Extract to read:
────────

Overview
- Line number: 727 000
- Locale: France
- Termini: Tournemire - Roquefort; Le Vigan;

History
- Opened: 1896
- Closed: 1952-1971

Technical
- Line length: 61.780 km (38.388 mi)
- Track gauge: Standard (1435mm)
- Electrification: Non-electrified

= Tournemire - Roquefort to Le Vigan railway line =

Former railway line

The line from Tournemire - Roquefort to Le Vigan is a former standard gauge, single track, railway line in the Aveyron and Gard departments of France.  It served the principal stations of Tournemire - Roquefort and Le Vigan.

It was assigned reference number 727 000 in the French national railway network.

== History ==
The line was declared a public utility of general interest (as the second part of the Albi to Le Vigan line) by a law passed on 8 August 1879, following discussions which considered three possible routes across the landscape of high plateaux and deep valleys:

The first option followed the existing railway to Millau, then would use the Dourbie valley through Nant d’Aveyron, then the Arre valley to Le Vigan.  This route was strongly advocated by the council in Millau and local businesses, who argued that it would benefit the town of Millau and the important commercial interests in the Dourbie valley, including mines near Treves and the agricultural areas around Nant d’Aveyron, giving them the shortest route to the markets in the south and southeast.  However, this route would have been longer for the end-to-end Albi to Le Vigan regional route and more expensive than the second option.

The second option used the Cernon valley from Tournemire to reach the Larzac plateau, then through Sauclieres to the Arre valley.  This presented the lowest cost and shortest route between Albi and Le Vigan, although it included steep gradients, required many bridges and tunnels, and would only serve areas of low population.

The third and most southerly option would follow the Sorgue valley, then the Vis valley via Alzon.  This route was rejected without further discussion, on the basis of cost and additional route length.

The Cernon valley route was eventually selected, on the basis that this route minimised the length and cost of the legally required route between Albi and Le Vigan. It was considered that the Dourbie valley route would add distance and cost to the whole route which could not be justified.

A concession was awarded to the Compagnie des Chemins de Fer du Midi by a law of 20 November 1883. The line entered service on 24 August 1896, operated by the same company.

When the main French railway companies were nationalised on 1 January 1938, the Société Nationale des Chemins de Fer Français (SNCF) took over the line.

The line was closed to passenger traffic in 1939 and to goods traffic in several later stages:

- 1952: from L'Hospitalet-du-Larzac to Avèze - Molières.
- 1960: from Tournemire - Roquefort to L'Hospitalet-du-Larzac.
- 1971: from Avèze - Molières to Le Vigan.

It was formally declassified on the following dates:

- L'Hospitalet-du-Larzac to Avèze - Molières (PK 543,900 to 583,270): 12 November 1954.
- Tournemire - Roquefort to Hospitalet-du-Larzac (PK 525,225 à 543,900): 29 October 1970.
- Avèze - Molières to Le Vigan (PK 583,270 à 585,983): 14 January 1972.

────────

Dataset extract:
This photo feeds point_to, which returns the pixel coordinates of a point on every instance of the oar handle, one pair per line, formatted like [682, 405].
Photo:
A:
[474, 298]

────────

Answer these questions from the text on the Tournemire - Roquefort to Le Vigan railway line:
1. What is the length of the line?
2. To which company was the concession for the line awarded?
3. In what year was the line closed to passenger traffic?

1. 61.780 km (38.388 mi)
2. The Compagnie des Chemins de Fer du Midi
3. 1939